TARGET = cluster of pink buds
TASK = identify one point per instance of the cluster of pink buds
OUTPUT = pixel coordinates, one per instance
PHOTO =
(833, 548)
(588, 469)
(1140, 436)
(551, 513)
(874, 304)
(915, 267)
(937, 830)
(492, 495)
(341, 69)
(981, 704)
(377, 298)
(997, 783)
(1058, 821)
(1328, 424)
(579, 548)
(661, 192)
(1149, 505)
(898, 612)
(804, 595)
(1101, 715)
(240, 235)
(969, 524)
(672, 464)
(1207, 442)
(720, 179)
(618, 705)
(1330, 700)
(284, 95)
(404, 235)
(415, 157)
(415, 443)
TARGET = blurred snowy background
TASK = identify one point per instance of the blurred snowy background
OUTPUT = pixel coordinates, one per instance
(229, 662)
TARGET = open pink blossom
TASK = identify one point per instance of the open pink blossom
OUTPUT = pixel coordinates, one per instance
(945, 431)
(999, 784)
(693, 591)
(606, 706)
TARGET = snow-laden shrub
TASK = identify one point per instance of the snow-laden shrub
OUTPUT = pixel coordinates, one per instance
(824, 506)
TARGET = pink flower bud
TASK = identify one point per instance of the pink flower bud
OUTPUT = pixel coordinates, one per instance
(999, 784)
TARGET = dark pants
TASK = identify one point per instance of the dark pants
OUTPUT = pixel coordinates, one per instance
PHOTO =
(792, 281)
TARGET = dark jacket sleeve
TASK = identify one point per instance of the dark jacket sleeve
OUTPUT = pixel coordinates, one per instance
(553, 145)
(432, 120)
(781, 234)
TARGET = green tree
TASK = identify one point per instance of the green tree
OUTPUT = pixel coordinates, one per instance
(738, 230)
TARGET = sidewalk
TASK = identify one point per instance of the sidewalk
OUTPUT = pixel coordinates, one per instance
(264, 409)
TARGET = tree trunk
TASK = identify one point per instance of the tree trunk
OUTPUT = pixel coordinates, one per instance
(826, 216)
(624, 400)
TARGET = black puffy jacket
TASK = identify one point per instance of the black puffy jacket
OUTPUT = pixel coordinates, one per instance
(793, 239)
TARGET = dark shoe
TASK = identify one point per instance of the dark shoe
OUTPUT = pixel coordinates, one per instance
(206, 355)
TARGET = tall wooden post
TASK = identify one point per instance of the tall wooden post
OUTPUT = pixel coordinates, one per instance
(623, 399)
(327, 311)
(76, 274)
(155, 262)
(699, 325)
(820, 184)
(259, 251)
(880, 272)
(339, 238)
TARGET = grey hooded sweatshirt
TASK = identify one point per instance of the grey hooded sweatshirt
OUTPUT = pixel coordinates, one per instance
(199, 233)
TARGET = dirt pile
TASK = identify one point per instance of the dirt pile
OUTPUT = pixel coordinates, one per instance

* **Goal**: Reproduce word for word every line of the listing from the line containing "TARGET = dark shoe" through the final line of the listing, with both of those lines included.

* **Solution to the exercise**:
TARGET = dark shoe
TASK = identify one point per instance of the dark shoe
OUTPUT = pixel coordinates, one per instance
(206, 355)
TARGET = tall wooden post
TASK = identify one point per instance of the tall wooden post
OUTPUT = pixel coordinates, one per instance
(623, 399)
(327, 311)
(76, 274)
(155, 262)
(699, 325)
(820, 184)
(259, 251)
(880, 272)
(339, 238)
TARGET = grey hooded sweatshirt
TASK = identify one point per instance of the grey hooded sweatshirt
OUTPUT = pixel coordinates, one per instance
(199, 233)
TARGET = dirt pile
TASK = identify one point per instance of the dirt pile
OUTPUT = pixel coordinates, one per instance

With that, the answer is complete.